▶ **REQUIREMENT**
Which lines in the records below contain the string "dark"? Gather every such line, treating uppercase and lowercase letters as different.

▶ **RECORDS PROVIDED**
START

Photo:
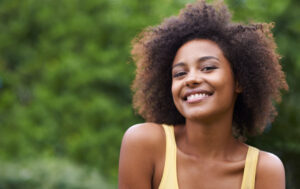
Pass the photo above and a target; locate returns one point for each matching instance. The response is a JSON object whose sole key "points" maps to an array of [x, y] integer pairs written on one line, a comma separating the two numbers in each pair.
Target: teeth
{"points": [[197, 96]]}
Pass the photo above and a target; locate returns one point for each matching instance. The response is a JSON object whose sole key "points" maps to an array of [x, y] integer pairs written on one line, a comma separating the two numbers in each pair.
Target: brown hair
{"points": [[249, 48]]}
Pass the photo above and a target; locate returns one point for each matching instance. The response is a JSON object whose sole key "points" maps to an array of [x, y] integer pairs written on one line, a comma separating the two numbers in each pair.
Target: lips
{"points": [[196, 95]]}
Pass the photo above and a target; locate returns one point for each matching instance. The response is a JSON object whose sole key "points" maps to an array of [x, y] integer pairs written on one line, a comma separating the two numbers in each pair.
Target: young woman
{"points": [[203, 83]]}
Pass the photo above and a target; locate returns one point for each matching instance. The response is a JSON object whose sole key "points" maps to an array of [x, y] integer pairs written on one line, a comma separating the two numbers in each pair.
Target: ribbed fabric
{"points": [[169, 178], [250, 168]]}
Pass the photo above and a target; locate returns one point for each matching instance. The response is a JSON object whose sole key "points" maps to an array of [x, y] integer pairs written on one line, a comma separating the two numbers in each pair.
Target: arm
{"points": [[137, 157], [270, 172]]}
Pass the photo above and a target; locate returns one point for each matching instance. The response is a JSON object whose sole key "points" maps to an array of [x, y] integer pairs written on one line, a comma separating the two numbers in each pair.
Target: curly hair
{"points": [[250, 49]]}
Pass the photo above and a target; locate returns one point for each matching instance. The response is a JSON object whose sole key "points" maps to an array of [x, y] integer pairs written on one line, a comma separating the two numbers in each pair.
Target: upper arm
{"points": [[137, 157], [270, 172]]}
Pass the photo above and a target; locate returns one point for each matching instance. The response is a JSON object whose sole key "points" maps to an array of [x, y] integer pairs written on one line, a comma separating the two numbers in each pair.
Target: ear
{"points": [[238, 88]]}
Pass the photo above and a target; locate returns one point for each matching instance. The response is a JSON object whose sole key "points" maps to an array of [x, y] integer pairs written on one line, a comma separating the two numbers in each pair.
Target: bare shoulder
{"points": [[144, 134], [142, 144], [270, 172]]}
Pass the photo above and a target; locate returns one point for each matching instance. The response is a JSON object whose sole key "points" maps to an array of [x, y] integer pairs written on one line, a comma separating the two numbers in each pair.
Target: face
{"points": [[203, 84]]}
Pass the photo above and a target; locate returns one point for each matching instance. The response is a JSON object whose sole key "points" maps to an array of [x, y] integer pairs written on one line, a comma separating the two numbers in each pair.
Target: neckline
{"points": [[248, 158]]}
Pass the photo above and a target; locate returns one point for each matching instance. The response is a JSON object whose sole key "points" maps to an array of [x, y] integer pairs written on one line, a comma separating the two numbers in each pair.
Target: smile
{"points": [[197, 97]]}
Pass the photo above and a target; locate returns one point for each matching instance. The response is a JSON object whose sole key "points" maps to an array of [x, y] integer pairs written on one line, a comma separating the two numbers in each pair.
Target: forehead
{"points": [[198, 48]]}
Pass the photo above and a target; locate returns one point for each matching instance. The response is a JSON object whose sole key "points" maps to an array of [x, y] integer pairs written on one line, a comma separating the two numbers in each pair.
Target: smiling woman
{"points": [[203, 83]]}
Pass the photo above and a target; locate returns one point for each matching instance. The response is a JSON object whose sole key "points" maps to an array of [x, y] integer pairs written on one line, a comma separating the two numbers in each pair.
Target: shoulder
{"points": [[270, 172], [144, 134], [141, 147]]}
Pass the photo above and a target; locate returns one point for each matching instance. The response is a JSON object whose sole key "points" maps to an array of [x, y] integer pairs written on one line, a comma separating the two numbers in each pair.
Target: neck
{"points": [[208, 139]]}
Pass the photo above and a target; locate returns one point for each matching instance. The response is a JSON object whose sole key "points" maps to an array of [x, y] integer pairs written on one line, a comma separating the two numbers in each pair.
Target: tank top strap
{"points": [[250, 168], [169, 178]]}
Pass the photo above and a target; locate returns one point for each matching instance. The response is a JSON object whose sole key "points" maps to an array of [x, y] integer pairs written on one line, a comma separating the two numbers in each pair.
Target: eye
{"points": [[178, 74], [208, 68]]}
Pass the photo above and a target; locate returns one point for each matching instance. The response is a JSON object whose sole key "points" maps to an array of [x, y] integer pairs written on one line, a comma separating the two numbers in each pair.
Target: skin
{"points": [[208, 156]]}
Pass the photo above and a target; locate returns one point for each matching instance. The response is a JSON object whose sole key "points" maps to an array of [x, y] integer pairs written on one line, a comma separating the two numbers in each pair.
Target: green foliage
{"points": [[65, 74], [49, 173]]}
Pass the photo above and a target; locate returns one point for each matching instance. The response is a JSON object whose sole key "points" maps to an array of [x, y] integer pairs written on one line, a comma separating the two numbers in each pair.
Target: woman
{"points": [[203, 83]]}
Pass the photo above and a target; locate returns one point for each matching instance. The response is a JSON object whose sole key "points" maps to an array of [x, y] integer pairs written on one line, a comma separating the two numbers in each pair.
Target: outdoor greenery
{"points": [[65, 76]]}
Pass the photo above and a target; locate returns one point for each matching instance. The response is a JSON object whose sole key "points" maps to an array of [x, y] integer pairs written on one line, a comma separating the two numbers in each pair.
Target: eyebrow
{"points": [[201, 59]]}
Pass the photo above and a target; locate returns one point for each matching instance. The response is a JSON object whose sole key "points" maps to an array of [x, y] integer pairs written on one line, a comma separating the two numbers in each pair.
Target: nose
{"points": [[193, 79]]}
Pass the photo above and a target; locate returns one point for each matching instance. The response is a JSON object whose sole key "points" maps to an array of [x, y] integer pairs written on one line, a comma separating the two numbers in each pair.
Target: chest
{"points": [[204, 174]]}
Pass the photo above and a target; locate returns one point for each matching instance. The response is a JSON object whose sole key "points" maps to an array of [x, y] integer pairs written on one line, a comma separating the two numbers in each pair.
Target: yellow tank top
{"points": [[169, 178]]}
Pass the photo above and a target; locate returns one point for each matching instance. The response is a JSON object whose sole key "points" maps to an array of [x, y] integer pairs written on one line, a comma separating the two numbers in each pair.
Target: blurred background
{"points": [[65, 76]]}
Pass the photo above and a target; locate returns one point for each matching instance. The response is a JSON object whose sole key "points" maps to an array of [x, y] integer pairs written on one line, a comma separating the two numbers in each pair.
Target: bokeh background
{"points": [[65, 76]]}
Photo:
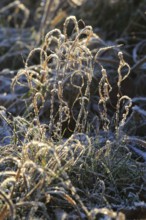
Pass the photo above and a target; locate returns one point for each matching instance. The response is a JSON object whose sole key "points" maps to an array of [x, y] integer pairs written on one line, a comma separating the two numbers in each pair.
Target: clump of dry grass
{"points": [[60, 163]]}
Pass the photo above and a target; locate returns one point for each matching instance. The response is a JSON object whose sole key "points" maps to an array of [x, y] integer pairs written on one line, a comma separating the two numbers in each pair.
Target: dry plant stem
{"points": [[47, 9], [5, 212]]}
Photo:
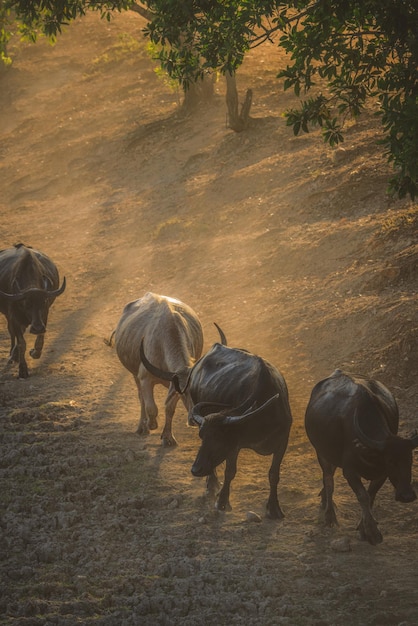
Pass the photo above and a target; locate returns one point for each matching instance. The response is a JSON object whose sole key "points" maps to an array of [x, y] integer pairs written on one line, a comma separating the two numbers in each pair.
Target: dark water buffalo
{"points": [[29, 284], [173, 338], [239, 401], [352, 423]]}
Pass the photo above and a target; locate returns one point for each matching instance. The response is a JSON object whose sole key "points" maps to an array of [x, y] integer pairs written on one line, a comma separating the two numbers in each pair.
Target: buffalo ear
{"points": [[221, 335]]}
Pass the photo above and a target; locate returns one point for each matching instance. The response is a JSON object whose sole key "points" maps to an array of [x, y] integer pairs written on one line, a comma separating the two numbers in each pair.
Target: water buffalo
{"points": [[352, 422], [29, 284], [173, 338], [239, 401]]}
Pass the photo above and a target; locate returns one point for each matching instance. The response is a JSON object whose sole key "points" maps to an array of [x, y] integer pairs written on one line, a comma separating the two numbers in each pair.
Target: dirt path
{"points": [[293, 249]]}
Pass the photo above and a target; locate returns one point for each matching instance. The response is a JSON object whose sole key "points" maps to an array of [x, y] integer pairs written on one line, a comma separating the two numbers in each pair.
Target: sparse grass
{"points": [[401, 223], [126, 46]]}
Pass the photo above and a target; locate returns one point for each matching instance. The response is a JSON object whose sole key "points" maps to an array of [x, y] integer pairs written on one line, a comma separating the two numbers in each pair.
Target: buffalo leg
{"points": [[374, 488], [212, 485], [167, 436], [222, 503], [273, 507], [14, 346], [368, 526], [327, 503], [149, 410], [37, 349]]}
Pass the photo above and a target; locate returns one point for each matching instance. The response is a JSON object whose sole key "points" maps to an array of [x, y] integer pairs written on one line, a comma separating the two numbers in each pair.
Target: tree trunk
{"points": [[198, 93], [237, 121]]}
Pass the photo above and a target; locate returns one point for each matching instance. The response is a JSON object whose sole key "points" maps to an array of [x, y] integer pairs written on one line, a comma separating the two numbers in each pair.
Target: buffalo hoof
{"points": [[142, 430], [370, 533], [168, 441], [223, 506], [328, 517], [23, 371]]}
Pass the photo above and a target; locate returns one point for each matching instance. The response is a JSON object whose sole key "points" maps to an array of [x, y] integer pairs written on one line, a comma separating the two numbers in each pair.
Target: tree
{"points": [[350, 52]]}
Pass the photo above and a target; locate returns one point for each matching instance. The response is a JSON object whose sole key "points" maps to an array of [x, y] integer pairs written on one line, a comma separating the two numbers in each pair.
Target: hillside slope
{"points": [[299, 255]]}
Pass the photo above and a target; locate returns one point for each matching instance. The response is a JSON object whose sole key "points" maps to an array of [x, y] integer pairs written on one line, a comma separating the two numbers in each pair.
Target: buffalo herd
{"points": [[236, 398]]}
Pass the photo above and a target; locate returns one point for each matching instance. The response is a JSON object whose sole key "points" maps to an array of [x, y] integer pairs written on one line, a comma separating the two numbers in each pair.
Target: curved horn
{"points": [[221, 335], [12, 296], [375, 444], [155, 371], [202, 409], [234, 419], [58, 292]]}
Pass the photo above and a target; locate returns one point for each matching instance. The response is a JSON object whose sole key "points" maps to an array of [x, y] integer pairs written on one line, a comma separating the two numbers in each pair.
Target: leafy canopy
{"points": [[350, 52]]}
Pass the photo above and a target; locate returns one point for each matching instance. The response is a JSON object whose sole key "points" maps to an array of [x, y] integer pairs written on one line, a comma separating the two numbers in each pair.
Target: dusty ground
{"points": [[294, 249]]}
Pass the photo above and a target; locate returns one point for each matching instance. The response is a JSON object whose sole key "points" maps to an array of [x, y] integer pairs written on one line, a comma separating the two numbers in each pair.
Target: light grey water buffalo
{"points": [[239, 401], [173, 337], [352, 422], [29, 284]]}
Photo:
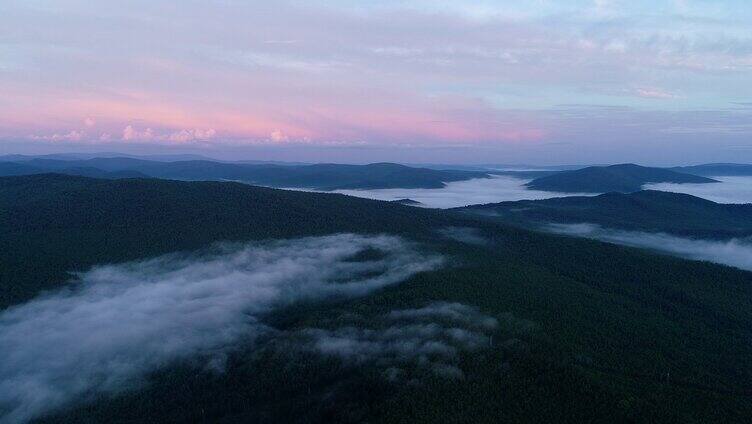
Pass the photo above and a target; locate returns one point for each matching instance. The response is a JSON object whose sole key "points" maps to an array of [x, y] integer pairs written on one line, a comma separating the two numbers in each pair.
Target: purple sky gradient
{"points": [[549, 82]]}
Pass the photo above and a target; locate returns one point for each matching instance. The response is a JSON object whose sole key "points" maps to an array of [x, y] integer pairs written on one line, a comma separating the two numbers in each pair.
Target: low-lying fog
{"points": [[462, 193], [735, 252], [117, 323], [729, 190]]}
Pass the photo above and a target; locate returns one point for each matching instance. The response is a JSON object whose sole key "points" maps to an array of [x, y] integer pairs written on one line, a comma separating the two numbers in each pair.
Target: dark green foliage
{"points": [[588, 331], [320, 176], [624, 178], [651, 211]]}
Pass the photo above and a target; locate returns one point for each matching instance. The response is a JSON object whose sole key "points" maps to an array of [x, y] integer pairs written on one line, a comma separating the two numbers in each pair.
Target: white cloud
{"points": [[462, 193], [730, 189], [119, 322], [735, 252]]}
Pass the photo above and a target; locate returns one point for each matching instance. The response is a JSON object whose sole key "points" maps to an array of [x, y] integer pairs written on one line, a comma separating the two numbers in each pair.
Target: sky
{"points": [[656, 82]]}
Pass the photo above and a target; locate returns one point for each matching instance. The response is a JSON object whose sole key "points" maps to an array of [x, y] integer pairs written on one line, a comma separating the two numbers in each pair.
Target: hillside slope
{"points": [[319, 177], [586, 330], [650, 211]]}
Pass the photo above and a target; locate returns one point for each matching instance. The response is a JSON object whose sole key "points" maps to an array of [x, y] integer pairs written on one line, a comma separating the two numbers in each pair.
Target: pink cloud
{"points": [[70, 136]]}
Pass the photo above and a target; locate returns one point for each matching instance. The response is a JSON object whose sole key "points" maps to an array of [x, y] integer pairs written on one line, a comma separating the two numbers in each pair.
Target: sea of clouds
{"points": [[729, 190], [116, 323], [734, 252], [498, 188]]}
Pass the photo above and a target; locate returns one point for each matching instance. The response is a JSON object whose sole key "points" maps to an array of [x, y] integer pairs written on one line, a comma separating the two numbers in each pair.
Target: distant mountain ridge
{"points": [[716, 169], [649, 211], [623, 178], [325, 177]]}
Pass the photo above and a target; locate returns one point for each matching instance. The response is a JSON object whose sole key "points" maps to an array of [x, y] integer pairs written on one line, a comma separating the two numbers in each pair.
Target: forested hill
{"points": [[625, 178], [319, 177], [652, 211], [586, 330], [71, 222]]}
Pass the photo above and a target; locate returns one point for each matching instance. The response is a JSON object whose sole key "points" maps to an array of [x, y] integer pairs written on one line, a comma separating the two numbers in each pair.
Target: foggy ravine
{"points": [[118, 322], [734, 252]]}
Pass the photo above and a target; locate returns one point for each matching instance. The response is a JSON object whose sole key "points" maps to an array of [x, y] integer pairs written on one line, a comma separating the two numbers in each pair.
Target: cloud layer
{"points": [[730, 190], [429, 338], [463, 193], [652, 76], [735, 252], [119, 322]]}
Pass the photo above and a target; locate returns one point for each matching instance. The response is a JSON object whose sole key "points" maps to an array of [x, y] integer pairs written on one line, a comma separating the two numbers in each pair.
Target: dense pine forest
{"points": [[586, 331]]}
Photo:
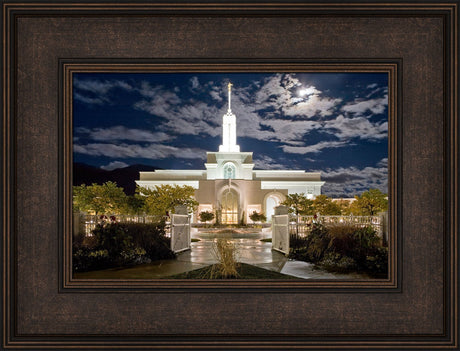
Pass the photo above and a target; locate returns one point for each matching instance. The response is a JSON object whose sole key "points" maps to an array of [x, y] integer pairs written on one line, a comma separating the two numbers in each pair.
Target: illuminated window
{"points": [[229, 171], [229, 207]]}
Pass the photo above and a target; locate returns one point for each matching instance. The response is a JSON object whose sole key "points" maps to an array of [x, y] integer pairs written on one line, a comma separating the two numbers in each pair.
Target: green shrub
{"points": [[342, 248], [334, 262], [120, 244], [152, 238], [315, 244]]}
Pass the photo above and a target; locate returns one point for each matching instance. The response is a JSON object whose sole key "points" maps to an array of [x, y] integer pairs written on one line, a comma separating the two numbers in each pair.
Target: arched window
{"points": [[229, 171], [229, 203]]}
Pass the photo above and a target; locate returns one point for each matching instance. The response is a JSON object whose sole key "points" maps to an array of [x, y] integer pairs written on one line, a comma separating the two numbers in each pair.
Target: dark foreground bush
{"points": [[342, 248], [120, 244]]}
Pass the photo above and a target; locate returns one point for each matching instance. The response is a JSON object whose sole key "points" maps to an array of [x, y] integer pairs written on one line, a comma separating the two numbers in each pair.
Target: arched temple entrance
{"points": [[271, 201], [229, 202]]}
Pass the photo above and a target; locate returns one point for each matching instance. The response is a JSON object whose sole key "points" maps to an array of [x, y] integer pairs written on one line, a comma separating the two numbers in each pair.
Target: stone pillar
{"points": [[281, 209], [180, 209], [383, 218]]}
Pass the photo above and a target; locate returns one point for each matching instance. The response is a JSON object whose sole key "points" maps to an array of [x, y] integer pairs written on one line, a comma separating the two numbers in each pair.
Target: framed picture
{"points": [[65, 65]]}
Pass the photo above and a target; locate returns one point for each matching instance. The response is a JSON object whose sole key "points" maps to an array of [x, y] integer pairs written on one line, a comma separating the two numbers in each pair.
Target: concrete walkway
{"points": [[250, 250]]}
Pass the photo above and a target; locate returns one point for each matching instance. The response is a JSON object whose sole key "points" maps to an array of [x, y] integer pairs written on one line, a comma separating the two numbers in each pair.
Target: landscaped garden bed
{"points": [[342, 248], [114, 244]]}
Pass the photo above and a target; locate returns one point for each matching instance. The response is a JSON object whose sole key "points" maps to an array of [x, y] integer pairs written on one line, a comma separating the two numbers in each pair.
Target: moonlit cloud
{"points": [[314, 148], [359, 127], [359, 106], [350, 181], [122, 133], [99, 90], [114, 165], [301, 119], [266, 162], [151, 151]]}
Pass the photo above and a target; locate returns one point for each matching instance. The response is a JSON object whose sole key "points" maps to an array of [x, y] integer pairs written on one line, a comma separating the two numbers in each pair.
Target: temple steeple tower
{"points": [[229, 127]]}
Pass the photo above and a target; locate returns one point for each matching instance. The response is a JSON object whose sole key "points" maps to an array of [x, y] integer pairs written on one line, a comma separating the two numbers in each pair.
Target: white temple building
{"points": [[230, 186]]}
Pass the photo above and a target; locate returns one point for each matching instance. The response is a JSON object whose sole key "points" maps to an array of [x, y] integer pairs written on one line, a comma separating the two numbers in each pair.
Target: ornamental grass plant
{"points": [[226, 253]]}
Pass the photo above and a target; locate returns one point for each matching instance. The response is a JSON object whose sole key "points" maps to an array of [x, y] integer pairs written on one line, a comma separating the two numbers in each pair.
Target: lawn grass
{"points": [[245, 271]]}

END

▶ **SOLVED EXERCISE**
Target: dark water buffalo
Target: dark green foliage
Target: dark foreground bush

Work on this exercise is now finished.